* AIM OF THE EXERCISE: Show each line in the listing below that contains the word "plant".

* RECORD LIST:
• • • • •

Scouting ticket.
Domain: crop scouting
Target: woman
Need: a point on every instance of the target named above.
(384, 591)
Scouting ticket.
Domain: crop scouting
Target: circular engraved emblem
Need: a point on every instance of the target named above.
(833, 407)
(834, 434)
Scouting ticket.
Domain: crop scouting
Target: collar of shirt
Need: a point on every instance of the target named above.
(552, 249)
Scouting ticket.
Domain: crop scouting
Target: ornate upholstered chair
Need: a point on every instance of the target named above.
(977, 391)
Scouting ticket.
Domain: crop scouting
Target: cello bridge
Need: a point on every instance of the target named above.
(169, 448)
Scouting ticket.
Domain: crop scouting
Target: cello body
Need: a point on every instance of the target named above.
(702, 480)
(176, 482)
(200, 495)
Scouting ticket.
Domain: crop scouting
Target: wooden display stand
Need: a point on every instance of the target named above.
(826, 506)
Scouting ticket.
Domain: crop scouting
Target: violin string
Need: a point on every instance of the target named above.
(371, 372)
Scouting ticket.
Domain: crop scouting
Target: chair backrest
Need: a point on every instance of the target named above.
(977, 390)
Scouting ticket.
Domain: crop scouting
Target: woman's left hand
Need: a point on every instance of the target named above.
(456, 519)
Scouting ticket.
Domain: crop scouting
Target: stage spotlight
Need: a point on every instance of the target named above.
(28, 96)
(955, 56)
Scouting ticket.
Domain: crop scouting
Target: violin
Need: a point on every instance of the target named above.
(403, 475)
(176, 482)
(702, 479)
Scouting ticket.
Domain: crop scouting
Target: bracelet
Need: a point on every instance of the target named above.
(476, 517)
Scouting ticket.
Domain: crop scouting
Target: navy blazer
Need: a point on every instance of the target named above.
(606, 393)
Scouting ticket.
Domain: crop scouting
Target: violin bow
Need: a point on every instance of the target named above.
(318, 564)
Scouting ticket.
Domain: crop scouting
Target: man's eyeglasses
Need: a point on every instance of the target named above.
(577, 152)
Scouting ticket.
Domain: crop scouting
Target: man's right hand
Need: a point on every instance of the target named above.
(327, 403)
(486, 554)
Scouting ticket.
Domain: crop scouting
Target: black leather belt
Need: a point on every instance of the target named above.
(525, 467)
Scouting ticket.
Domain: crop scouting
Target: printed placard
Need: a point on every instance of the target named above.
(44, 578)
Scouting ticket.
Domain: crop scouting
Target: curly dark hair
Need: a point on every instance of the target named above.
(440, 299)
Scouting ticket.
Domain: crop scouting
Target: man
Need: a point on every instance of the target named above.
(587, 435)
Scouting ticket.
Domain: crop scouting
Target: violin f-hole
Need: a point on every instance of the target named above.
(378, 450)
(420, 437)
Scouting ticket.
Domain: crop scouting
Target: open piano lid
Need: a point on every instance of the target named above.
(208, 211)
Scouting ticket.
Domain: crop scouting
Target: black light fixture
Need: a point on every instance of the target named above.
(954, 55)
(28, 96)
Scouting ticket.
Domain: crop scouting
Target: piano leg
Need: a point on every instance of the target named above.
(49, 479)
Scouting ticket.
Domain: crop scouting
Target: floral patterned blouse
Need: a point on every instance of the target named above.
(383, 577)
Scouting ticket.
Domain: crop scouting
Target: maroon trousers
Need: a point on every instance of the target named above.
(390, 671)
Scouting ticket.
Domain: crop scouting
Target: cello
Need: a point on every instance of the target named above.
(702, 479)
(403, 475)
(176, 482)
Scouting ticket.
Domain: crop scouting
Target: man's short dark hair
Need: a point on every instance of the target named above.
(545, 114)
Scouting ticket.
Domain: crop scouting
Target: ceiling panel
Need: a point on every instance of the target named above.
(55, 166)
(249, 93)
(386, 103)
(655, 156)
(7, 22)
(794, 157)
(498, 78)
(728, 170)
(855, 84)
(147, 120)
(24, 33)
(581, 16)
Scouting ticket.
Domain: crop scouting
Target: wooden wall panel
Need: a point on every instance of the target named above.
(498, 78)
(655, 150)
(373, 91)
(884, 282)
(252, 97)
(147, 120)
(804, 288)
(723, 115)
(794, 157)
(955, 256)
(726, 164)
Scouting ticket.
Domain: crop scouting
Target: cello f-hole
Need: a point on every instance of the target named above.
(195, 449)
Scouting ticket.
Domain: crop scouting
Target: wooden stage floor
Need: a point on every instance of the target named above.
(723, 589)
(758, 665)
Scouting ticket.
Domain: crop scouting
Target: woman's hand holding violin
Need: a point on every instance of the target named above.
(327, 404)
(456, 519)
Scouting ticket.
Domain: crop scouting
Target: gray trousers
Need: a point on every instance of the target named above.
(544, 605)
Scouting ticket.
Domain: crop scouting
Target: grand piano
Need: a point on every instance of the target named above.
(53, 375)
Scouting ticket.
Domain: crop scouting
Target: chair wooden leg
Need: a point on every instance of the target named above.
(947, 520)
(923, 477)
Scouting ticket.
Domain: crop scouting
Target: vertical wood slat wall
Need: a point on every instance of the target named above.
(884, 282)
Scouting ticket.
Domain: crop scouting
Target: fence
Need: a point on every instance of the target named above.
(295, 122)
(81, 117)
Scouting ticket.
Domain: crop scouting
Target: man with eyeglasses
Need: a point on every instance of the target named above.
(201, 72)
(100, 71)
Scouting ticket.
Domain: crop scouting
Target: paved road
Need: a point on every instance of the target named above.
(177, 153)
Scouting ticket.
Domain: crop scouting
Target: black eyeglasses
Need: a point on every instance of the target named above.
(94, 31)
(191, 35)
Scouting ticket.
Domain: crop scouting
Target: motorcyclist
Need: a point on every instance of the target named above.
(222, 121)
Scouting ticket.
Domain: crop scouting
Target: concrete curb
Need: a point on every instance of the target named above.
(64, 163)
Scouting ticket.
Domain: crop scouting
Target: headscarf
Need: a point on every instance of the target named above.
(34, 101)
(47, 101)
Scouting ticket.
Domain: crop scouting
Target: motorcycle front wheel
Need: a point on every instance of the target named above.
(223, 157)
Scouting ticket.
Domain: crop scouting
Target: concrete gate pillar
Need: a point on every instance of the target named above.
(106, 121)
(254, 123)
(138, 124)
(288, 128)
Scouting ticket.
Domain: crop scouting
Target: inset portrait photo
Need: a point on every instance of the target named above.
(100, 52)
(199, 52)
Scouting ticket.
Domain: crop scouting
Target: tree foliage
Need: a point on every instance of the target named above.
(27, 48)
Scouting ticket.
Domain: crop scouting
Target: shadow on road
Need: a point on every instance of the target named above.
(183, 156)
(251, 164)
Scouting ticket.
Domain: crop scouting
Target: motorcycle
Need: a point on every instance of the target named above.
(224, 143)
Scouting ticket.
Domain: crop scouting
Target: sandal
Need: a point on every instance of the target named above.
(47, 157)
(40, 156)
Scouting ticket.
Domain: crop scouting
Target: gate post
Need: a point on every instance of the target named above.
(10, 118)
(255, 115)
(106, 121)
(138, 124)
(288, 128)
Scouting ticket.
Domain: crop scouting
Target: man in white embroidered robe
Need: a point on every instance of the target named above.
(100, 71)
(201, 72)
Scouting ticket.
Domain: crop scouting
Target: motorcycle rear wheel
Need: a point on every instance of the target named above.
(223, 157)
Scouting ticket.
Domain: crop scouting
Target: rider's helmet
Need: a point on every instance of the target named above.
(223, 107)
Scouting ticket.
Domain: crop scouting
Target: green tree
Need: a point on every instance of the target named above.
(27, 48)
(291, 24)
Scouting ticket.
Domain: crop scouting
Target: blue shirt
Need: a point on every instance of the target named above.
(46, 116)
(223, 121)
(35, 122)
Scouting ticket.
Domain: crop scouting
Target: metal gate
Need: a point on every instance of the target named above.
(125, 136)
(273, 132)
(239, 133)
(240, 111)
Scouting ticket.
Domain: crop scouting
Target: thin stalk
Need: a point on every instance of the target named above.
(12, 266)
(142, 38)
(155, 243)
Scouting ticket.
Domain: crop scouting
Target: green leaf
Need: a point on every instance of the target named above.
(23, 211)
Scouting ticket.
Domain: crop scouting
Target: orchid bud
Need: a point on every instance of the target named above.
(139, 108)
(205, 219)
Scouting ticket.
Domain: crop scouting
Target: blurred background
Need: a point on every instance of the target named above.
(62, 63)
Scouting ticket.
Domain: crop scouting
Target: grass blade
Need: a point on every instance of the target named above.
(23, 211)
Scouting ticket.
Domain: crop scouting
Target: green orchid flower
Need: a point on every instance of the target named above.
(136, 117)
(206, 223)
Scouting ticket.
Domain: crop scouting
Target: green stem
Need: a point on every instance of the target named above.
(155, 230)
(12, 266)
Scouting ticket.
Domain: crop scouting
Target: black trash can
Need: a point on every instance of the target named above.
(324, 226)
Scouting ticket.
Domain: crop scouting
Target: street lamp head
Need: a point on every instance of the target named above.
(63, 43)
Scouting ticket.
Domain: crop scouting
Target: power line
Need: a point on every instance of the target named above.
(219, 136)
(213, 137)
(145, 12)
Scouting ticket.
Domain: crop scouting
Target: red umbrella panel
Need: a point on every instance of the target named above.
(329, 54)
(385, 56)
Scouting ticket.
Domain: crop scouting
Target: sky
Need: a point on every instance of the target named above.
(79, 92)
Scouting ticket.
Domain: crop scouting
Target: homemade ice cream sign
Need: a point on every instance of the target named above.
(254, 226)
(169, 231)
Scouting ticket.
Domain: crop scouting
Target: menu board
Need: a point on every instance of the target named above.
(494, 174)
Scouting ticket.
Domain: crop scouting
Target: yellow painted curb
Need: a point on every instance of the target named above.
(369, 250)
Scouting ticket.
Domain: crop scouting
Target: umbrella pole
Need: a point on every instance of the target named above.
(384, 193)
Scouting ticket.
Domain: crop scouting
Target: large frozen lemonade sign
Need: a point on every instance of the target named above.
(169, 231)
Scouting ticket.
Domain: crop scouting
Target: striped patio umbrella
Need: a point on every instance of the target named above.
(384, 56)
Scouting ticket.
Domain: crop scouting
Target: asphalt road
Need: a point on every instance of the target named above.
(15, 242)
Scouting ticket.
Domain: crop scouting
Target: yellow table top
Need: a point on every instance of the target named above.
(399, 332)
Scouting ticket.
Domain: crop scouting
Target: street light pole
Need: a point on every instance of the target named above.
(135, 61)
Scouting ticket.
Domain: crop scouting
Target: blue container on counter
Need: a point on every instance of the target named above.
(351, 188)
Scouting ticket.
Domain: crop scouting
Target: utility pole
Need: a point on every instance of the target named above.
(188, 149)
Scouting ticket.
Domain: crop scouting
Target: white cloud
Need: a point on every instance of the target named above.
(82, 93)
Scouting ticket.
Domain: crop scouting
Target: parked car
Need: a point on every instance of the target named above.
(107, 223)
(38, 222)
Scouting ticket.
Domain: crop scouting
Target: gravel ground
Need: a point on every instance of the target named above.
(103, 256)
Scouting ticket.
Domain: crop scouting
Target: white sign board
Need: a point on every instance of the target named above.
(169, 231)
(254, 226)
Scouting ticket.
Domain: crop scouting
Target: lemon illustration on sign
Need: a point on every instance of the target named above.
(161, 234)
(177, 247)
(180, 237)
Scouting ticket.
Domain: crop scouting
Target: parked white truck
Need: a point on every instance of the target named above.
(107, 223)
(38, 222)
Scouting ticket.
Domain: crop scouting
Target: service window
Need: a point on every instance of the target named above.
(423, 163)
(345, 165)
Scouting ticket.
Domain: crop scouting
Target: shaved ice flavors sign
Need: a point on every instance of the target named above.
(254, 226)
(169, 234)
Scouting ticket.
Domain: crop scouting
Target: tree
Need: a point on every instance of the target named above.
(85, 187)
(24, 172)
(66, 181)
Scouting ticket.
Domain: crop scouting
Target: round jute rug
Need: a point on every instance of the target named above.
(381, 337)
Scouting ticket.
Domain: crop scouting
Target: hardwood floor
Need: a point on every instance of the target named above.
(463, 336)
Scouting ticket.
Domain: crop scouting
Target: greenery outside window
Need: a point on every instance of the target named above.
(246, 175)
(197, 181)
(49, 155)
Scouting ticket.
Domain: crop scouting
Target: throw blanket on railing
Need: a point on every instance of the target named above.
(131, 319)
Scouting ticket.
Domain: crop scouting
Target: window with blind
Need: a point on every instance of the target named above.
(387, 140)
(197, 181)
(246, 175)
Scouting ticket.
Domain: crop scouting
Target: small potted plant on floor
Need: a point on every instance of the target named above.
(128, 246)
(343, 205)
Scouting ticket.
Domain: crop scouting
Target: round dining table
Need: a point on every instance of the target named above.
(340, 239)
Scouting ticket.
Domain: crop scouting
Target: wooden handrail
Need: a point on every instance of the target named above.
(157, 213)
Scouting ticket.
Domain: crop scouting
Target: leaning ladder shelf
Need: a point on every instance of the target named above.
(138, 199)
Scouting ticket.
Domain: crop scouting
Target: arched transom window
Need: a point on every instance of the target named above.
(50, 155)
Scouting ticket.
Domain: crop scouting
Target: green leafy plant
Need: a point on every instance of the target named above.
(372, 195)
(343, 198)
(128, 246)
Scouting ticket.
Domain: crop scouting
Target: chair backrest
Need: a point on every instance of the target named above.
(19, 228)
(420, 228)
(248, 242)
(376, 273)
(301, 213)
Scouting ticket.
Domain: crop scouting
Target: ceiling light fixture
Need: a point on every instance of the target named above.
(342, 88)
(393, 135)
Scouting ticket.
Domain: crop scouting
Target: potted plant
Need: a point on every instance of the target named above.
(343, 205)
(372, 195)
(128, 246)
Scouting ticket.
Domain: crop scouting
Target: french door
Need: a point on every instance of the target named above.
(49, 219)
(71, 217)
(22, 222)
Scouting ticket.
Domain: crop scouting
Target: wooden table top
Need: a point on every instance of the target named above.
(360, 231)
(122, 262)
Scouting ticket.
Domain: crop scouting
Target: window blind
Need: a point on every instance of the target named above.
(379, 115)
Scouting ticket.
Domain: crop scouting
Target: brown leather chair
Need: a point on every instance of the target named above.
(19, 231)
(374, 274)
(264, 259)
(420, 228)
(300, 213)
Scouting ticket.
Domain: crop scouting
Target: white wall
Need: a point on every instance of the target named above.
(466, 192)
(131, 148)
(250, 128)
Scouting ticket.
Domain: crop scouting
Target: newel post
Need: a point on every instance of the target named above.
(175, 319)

• • • • •

* ANSWER FOR THIS EXERCISE:
Target: small potted plant on floor
Target: green leafy plant
Target: potted plant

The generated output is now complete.